Exercise instructions: Write out the rows below again, changing "integer pixel coordinates" to "whole-number pixel coordinates" wherever it occurs and leaving all other text untouched.

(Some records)
════════════════
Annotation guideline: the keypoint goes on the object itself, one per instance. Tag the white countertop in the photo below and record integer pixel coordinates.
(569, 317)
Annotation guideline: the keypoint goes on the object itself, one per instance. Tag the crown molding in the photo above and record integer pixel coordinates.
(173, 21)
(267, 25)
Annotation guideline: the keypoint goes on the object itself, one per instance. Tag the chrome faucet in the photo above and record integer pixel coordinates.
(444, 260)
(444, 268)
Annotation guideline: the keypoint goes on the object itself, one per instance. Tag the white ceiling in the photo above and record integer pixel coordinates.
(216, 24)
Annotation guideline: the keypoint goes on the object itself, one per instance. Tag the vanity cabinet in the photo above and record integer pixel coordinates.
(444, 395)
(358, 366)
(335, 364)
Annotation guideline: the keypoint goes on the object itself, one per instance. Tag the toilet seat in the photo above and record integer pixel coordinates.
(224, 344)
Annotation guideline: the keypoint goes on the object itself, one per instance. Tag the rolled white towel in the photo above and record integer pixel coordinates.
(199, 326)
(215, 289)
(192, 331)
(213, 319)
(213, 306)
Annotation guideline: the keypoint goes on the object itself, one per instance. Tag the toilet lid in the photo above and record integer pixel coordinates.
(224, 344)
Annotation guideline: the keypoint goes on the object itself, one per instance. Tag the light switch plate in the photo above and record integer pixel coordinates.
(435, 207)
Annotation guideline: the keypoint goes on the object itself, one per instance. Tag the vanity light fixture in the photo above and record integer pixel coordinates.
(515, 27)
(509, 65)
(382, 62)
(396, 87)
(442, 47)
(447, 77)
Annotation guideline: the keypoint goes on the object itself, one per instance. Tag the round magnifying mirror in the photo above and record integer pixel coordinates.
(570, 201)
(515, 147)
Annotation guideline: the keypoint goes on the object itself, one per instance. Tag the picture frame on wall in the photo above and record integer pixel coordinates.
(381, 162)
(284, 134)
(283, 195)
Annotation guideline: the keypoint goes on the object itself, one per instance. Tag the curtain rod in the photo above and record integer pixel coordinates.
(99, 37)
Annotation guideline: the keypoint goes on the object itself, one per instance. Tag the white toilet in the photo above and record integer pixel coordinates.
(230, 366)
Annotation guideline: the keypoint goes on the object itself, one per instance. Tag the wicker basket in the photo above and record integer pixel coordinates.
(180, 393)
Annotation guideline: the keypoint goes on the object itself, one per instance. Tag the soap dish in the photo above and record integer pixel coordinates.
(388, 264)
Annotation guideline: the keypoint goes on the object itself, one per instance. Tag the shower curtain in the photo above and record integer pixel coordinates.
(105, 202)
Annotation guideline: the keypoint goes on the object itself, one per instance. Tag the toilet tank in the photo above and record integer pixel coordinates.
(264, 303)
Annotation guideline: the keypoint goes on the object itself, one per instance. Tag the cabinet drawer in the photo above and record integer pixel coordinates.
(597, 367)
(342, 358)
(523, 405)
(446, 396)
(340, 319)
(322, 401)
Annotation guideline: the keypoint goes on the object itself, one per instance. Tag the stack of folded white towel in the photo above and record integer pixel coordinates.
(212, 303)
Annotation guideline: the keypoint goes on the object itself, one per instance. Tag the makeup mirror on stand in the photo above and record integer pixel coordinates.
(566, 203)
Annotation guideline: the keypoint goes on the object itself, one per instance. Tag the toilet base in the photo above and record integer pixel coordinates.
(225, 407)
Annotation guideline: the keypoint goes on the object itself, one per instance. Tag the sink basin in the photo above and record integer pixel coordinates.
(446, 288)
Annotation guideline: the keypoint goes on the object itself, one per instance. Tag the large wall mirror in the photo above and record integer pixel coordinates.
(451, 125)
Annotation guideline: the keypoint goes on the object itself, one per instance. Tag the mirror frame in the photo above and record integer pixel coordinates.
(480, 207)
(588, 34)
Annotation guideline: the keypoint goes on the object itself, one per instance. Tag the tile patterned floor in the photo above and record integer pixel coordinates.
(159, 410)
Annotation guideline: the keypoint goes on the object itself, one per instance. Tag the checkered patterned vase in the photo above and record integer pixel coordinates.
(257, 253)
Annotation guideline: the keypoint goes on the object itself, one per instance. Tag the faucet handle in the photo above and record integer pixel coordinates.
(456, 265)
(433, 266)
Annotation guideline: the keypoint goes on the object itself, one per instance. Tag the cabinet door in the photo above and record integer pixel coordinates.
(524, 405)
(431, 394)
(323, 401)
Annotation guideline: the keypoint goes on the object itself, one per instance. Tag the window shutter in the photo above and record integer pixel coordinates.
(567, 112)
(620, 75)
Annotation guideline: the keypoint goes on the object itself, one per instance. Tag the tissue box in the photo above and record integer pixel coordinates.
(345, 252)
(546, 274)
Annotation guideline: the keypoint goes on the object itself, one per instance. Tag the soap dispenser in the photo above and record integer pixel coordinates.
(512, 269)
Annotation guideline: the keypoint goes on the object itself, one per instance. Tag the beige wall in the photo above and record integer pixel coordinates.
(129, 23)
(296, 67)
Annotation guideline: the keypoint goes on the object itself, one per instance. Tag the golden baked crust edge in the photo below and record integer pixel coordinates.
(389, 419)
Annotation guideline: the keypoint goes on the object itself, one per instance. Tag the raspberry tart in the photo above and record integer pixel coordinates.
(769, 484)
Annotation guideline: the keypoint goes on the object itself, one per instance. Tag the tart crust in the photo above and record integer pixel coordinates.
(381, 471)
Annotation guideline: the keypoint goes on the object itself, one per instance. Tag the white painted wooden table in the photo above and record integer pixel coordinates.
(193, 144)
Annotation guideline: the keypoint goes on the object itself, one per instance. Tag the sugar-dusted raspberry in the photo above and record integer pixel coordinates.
════════════════
Response to this exercise:
Annotation guideline: the keypoint goes on the object itself, one per instance. Tag the white countertop in the photo below and record whole-number pixel coordinates.
(569, 317)
Annotation guideline: the keypoint goes on the object itself, one per instance. Tag the crown molding in the photo above and record whole-number pixel coordinates.
(173, 21)
(267, 25)
Annotation guideline: the keypoint goes on the object itself, one per instance. Tag the chrome faucet in the photo above and record whole-number pixel coordinates.
(444, 260)
(444, 268)
Annotation guideline: the keypoint goes on the object itself, one per instance. Tag the white ceiling in the photo above and record whole-number pixel coordinates.
(216, 24)
Annotation guideline: the keypoint goes on the object itself, one per instance. Tag the vanity cabinet in the photo above and record whole-number pixel coordinates.
(444, 395)
(358, 366)
(335, 364)
Annotation guideline: the keypoint goes on the object itself, one per instance. Tag the toilet seat in the photo above and record whole-number pixel coordinates.
(224, 344)
Annotation guideline: the keypoint goes on the object itself, one per instance. Tag the rolled white towel in the photo above and record whole-number pixel coordinates.
(199, 326)
(215, 289)
(192, 331)
(213, 319)
(213, 306)
Annotation guideline: the keypoint goes on the object itself, one per instance. Tag the toilet lid in the photo above and record whole-number pixel coordinates.
(224, 344)
Annotation guideline: the keypoint goes on the object itself, one per instance. Tag the light switch plate in the photo above and record whole-number pixel coordinates.
(435, 207)
Annotation guideline: the keypoint goes on the object itself, one per instance. Tag the vanity light fixture in the photo above and record whole-number pixel coordinates.
(515, 27)
(509, 65)
(382, 62)
(396, 87)
(442, 47)
(447, 77)
Annotation guideline: the keypoint goes on the object itself, one per instance. Tag the round magnifying mirror in the photo above and record whole-number pixel coordinates.
(570, 201)
(515, 147)
Annotation guideline: the keypoint goes on the object itself, one per instance. Tag the picture frame on wall in the photo above and record whole-number pixel coordinates.
(381, 162)
(284, 134)
(283, 195)
Annotation guideline: the keypoint goes on the object itself, one per instance. Tag the curtain rod in the photo above and record whole-number pixel coordinates.
(99, 37)
Annotation guideline: the keypoint goes on the object itself, one per instance. Tag the white toilet in the photo above and record whole-number pixel coordinates.
(230, 366)
Annotation guideline: the keypoint goes on the object itself, one per instance. Tag the wicker basket in the photo above and record whole-number pixel coordinates.
(180, 393)
Annotation guideline: the keypoint goes on the object itself, one per instance. Tag the soap dish in the photo above and record whole-number pixel coordinates.
(388, 264)
Annotation guideline: the keypoint goes on the object itself, one per instance. Tag the shower curtain in the photo above and record whole-number pixel coordinates.
(105, 202)
Annotation guideline: the keypoint goes on the object itself, one per instance. Tag the toilet tank in the photo above and record whole-number pixel coordinates.
(264, 303)
Annotation guideline: the keypoint goes on the object itself, one per instance. Tag the cabinet drawer in the photo above and record whole-number pixel coordinates.
(597, 367)
(342, 358)
(523, 405)
(446, 396)
(340, 319)
(322, 401)
Annotation guideline: the keypoint goes on the object itself, one per instance. Tag the stack of folded white towel in the photo above and record whole-number pixel coordinates.
(212, 303)
Annotation guideline: the keypoint goes on the object itself, one per instance. Tag the makeup mirror on stand in the photo above and record whole-number pixel coordinates.
(566, 203)
Annotation guideline: the keypoint goes on the object itself, one per instance. Tag the toilet base in the photo above and record whole-number pixel coordinates.
(225, 407)
Annotation guideline: the keypoint goes on the object itself, one per instance. Tag the sink basin in the photo above and record whole-number pixel coordinates.
(446, 288)
Annotation guideline: the keypoint goes on the object itself, one per instance. Tag the large wall mirror in the photo above and record whole-number pixel coordinates.
(451, 125)
Annotation guideline: the keypoint goes on the object itself, one per instance. Tag the mirror frame in the photo above and record whole-number pixel coordinates.
(480, 207)
(588, 34)
Annotation guideline: the keypoint goes on the object itself, one per instance. Tag the tile patterned floor in the photo above and record whole-number pixel coordinates.
(159, 410)
Annotation guideline: the keypoint goes on the object itself, one per instance. Tag the checkered patterned vase in the photo above and record whole-number pixel coordinates.
(257, 253)
Annotation guideline: the keypoint goes on the object itself, one per instance. Tag the faucet handle in the photo above and record whole-number pixel coordinates.
(456, 265)
(433, 266)
Annotation guideline: the keypoint goes on the object itself, one per instance. Tag the cabinet door in the photo above and record whole-number pixel coordinates.
(524, 405)
(431, 394)
(323, 401)
Annotation guideline: the keypoint goes on the object itself, one per instance. Tag the window shutter in the photo above and record whole-number pixel coordinates.
(567, 112)
(620, 75)
Annotation guideline: the keypoint goes on the object itself, one per instance. Tag the tissue box in the photo above and record whole-number pixel coordinates.
(345, 252)
(546, 274)
Annotation guideline: the keypoint goes on the object itself, one per instance. Tag the soap dispenser in the photo above and record whole-number pixel coordinates.
(512, 269)
Annotation guideline: the keypoint goes on the object itself, one per instance. Tag the beige wall in the photo above and record whole-number pixel coordinates.
(129, 23)
(296, 67)
Annotation guideline: the keypoint goes on the object itself, one per instance. Tag the golden baked crust edge in the photo below and record whole-number pixel coordinates.
(389, 419)
Annotation guideline: the keypoint goes on the object itself, one per instance. Tag the raspberry tart in the photo above and record whole-number pixel coordinates.
(769, 484)
Annotation guideline: the keypoint goes on the object itself, one per instance. Tag the tart crust in the photo above and record whole-number pixel coordinates.
(381, 471)
Annotation guideline: the keypoint goes on the object itself, one per instance. Tag the white painted wooden table in the photo above and record whole-number pixel coordinates.
(193, 144)
Annotation guideline: the keypoint goes on the object itself, one per instance. Tag the sugar-dusted raspberry in the photo above and record whole-number pixel coordinates.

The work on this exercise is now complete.